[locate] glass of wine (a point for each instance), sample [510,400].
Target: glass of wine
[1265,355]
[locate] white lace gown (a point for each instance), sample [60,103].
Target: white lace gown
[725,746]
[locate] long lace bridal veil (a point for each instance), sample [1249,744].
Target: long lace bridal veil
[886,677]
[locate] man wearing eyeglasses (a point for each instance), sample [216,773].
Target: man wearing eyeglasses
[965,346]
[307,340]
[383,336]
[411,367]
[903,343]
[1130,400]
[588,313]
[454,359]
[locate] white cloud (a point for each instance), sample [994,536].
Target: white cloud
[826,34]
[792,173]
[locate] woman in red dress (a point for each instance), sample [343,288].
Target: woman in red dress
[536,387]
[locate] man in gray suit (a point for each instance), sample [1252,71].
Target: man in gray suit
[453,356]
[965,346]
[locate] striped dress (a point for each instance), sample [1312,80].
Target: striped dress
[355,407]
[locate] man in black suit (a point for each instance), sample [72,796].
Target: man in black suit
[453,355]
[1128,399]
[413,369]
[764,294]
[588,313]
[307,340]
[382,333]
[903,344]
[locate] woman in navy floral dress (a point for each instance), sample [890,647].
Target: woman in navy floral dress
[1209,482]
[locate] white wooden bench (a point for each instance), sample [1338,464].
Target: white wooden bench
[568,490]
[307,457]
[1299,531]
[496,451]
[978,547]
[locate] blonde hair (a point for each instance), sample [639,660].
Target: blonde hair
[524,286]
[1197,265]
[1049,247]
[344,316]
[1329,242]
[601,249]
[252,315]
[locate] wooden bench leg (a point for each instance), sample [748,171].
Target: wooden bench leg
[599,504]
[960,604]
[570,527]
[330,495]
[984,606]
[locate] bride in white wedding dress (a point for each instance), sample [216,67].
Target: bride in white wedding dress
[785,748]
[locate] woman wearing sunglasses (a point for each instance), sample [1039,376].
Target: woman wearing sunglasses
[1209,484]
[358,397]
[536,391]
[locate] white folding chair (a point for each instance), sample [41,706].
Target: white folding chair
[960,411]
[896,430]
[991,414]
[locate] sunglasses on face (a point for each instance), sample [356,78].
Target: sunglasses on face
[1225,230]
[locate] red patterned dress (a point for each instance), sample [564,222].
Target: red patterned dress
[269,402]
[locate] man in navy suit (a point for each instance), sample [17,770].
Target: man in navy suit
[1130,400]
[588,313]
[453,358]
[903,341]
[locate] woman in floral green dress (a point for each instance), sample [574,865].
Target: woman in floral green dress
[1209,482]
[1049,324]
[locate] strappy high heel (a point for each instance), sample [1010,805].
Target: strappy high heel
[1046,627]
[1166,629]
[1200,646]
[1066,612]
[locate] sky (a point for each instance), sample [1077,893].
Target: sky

########################################

**PROBLEM DESCRIPTION**
Rewrite every line of the listing above as a numbered list, leaving out any blank lines.

**RESULT FOR THIS TASK**
1. [locate] glass of wine (a point for each instance), sample [510,400].
2. Target: glass of wine
3. [1265,355]
4. [locate] white lace gown (a point for each instance), sample [60,103].
5. Target: white lace gown
6. [725,746]
7. [locate] long lace bridal veil (a point for each instance), sample [1249,744].
8. Target: long lace bridal veil
9. [886,677]
10. [locate] man wearing eyeglasses (a point for each instance), sample [216,773].
11. Target: man wearing eyeglasses
12. [965,346]
13. [307,340]
14. [383,336]
15. [411,367]
16. [903,343]
17. [1130,400]
18. [588,313]
19. [454,359]
20. [locate] white cloud (a point for each instance), sample [994,536].
21. Target: white cloud
22. [826,34]
23. [792,173]
24. [locate] woman in red dress (a point for each instance), sample [343,288].
25. Target: woman in red dress
26. [536,387]
27. [locate] man in gray suit (a point for each instance), sample [1252,71].
28. Target: man in gray suit
29. [453,356]
30. [965,346]
31. [locate] striped dress (a point for each instance), sample [1312,80].
32. Target: striped dress
33. [355,407]
34. [locate] man in black suit (a point for each instance), sample [72,796].
35. Target: man in black suit
36. [453,355]
37. [1128,399]
38. [413,369]
39. [764,294]
40. [588,313]
41. [307,340]
42. [382,333]
43. [903,344]
44. [locate] woman in navy floral dress (a point for each instance), sample [890,647].
45. Target: woman in navy floral dress
46. [1209,482]
47. [locate] white wooden bench (a point for each instance), sample [1338,464].
48. Target: white wooden bench
49. [568,490]
50. [307,457]
51. [1299,531]
52. [496,451]
53. [978,547]
54. [locate] blonde hair (a point for each instance), sample [639,660].
55. Target: blonde hair
56. [524,286]
57. [1197,265]
58. [1049,247]
59. [344,316]
60. [1329,242]
61. [601,249]
62. [252,315]
63. [locate] wooden bench leg (a point for each instance), sample [748,171].
64. Target: wooden bench leg
65. [599,504]
66. [960,604]
67. [570,527]
68. [330,495]
69. [984,606]
70. [locate] bride in white wedding dress (a point for each instance), sample [216,67].
71. Target: bride in white wedding dress
72. [785,748]
73. [locate] woman wearing sunglasses (a point for each instance), sample [1039,376].
74. Target: woman wearing sunglasses
75. [1209,484]
76. [358,397]
77. [536,391]
78. [locate] white folding chair (a point for each instance), sample [41,706].
79. Target: white folding chair
80. [960,411]
81. [896,430]
82. [991,414]
83. [locate] sunglasses on face (a point for each instance), sample [356,78].
84. Target: sunglasses on face
85. [1225,230]
86. [locate] red patterned dress (a point for each instance), sample [564,222].
87. Target: red patterned dress
88. [269,402]
89. [locate] man in navy suit (a point for each instance), sample [17,770].
90. Target: man in navy suit
91. [1130,400]
92. [588,313]
93. [453,358]
94. [903,341]
95. [locate] woman in floral green dress (a point for each instance), sample [574,865].
96. Target: woman in floral green dress
97. [1209,482]
98. [1049,324]
99. [locate] strappy high heel (a point for each instance), sample [1010,805].
100. Target: strappy high heel
101. [1046,627]
102. [1166,629]
103. [1200,646]
104. [1066,612]
105. [locate] sky (a point for each instance), sample [1077,893].
106. Target: sky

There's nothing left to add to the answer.